Sorry, this did make me laugh! :) Welcome to the club!

I'm not sure about where the 175a bolt on fuse go and what I found on Amazon says 175amp & '32V' is that the right one?
Yes, and no. I am making the assumption that this 175A fuse came with a kit of some sorts, so you'd prefer to use it rather than buying a new one. So the quick answer to your question is this fuse should go on either the battery or inverter's positive connection.

BUT, please consider:

Fuses are there to protect the cable from potential short circuits, and, to a lessor degree, the device they are connected to. Your inverter at 1,500W is rated to provide 125A (1,500W / 12V = 125A) so fusing below that would obviously blow in normal use. The cable you are using i.e. 02AWG is rated for 170A (according to here) so fusing above that puts your cable at risk. Most people settle on a rule of thumb of operating current +25%, so for your application this would be 156A (125A +25% = 156A) or to the nearest fuse, probably 150A. There is probably no significant danger using this 175A fuse but know that you are using it outside the specifications of your cable.

ALSO consider:

Having a fuse hanging off a battery or inverter is an accident waiting to happen. I personally would use a covered, fused holder like this or better still this (the one on the right is the one I actually use in my system)

**Information supplied:**
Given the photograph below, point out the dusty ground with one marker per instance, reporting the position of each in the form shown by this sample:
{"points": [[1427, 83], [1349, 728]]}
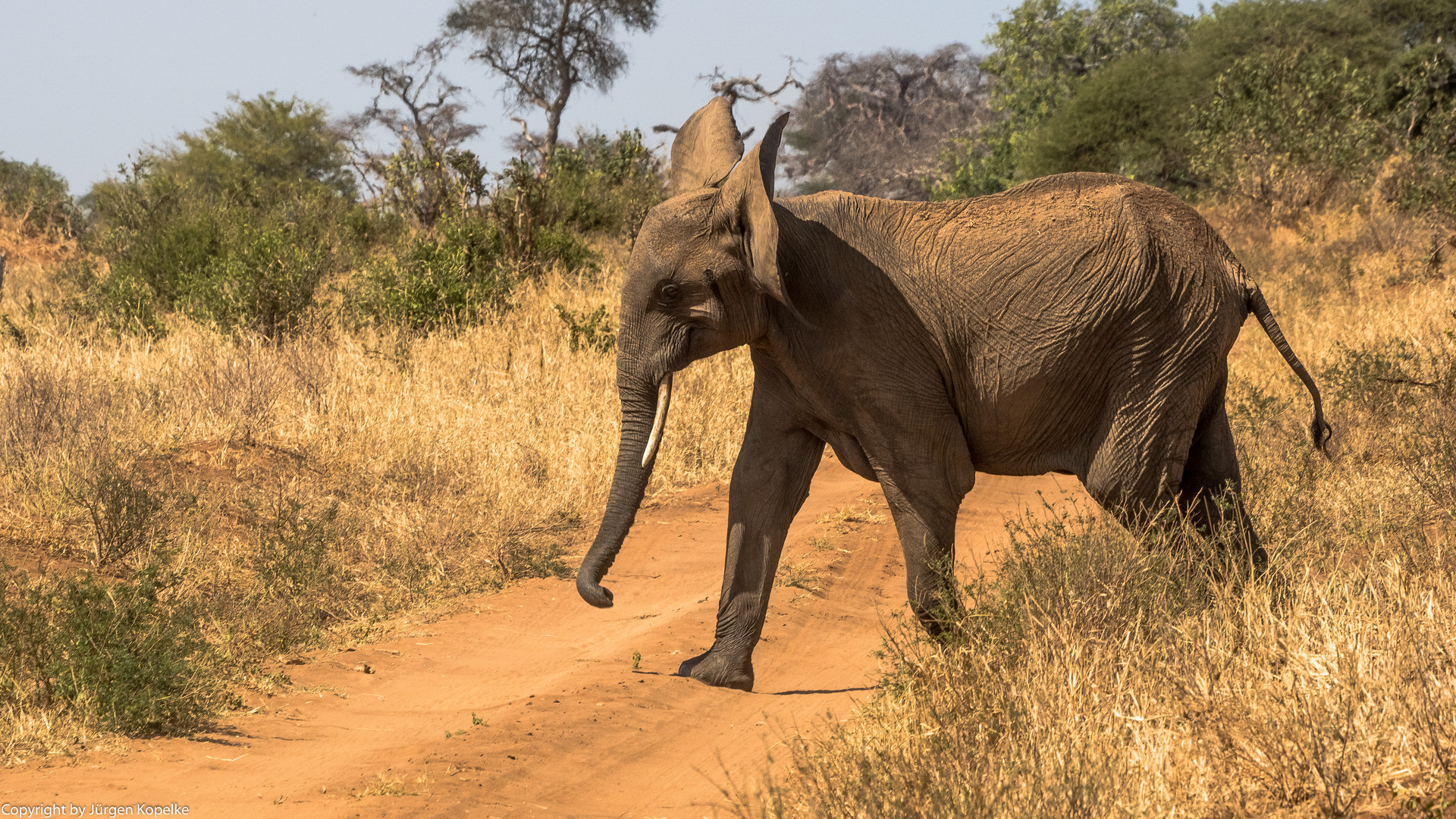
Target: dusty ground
{"points": [[529, 704]]}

**Problems and tasks:**
1. Revise the passage of the fuse-sizing text that begins at "I'm not sure" and stops after "inverter's positive connection.", putting "package" in place of "kit".
2. Write what comes next in the fuse-sizing text, picking up where it ends.
The listing stands apart from the fuse-sizing text and is separate material.

**Expected results:**
1.
I'm not sure about where the 175a bolt on fuse go and what I found on Amazon says 175amp & '32V' is that the right one?
Yes, and no. I am making the assumption that this 175A fuse came with a package of some sorts, so you'd prefer to use it rather than buying a new one. So the quick answer to your question is this fuse should go on either the battery or inverter's positive connection.

2.
2020-01-21_17-06-01.png 2020-01-21_17-06-33.png

Will this fuse work for solar?
Generally speaking, automotive style/spec fuses are fine for solar BUT if you do need to be careful with larger arrays - multiple panels in series can exceed the usual 32V voltage specification for automotive equipment. But to answer your question, with the above considerations, this will be fine. Personally, I trust 'Little Fuse' for everything circuit protection-wise.

Edit: Corrected typo.
 
Sorry, this did make me laugh! :) Welcome to the club!


Yes, and no. I am making the assumption that this 175A fuse came with a kit of some sorts, so you'd prefer to use it rather than buying a new one. So the quick answer to your question is this fuse should go on either the battery or inverter's positive connection.

BUT, please consider:

Fuses are there to protect the cable from potential short circuits, and, to a lessor degree, the device they are connected to. Your inverter at 1,500W is rated to provide 125A (1,500W / 12V = 125A) so fusing below that would obviously blow in normal use. The cable you are using i.e. 02AWG is rated for 170A (according to here) so fusing above that puts your cable at risk. Most people settle on a rule of thumb of operating current +25%, so for your application this would be 156A (125A +25% = 156A) or to the nearest fuse, probably 150A. There is probably no significant danger using this 175A fuse but know that you are using it outside the specifications of your cable.

ALSO consider:

Having a fuse hanging off a battery or inverter is an accident waiting to happen. I personally would use a covered, fused holder like this or better still this (the one on the right is the one I actually use in my system)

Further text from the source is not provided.